= Beginning of Section =

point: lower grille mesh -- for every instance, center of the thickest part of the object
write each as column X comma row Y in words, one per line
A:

= End of Section =
= Beginning of Section =

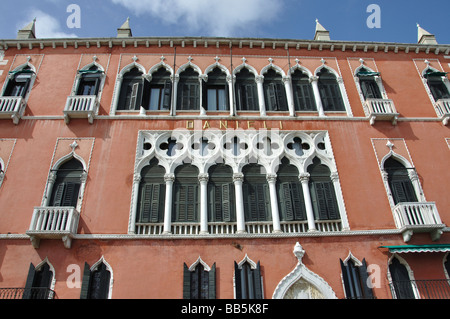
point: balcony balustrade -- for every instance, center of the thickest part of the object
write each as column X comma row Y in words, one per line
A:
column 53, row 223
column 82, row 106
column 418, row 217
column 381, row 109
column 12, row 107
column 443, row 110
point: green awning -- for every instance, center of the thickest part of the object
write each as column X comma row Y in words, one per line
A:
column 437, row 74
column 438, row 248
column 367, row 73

= End of Section =
= Beginning of Section =

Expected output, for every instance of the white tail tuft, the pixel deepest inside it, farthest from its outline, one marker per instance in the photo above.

= End of Section =

**PROBLEM TO SOLVE:**
Your answer should consist of each line above in which "point" appears.

**EXERCISE SOLUTION:**
point: lower grille mesh -- for every instance, center of the thickest part of the object
point: balcony balustrade -- for every instance, center of the thickest part of the object
point: green awning -- for every instance, center of the thickest part of the object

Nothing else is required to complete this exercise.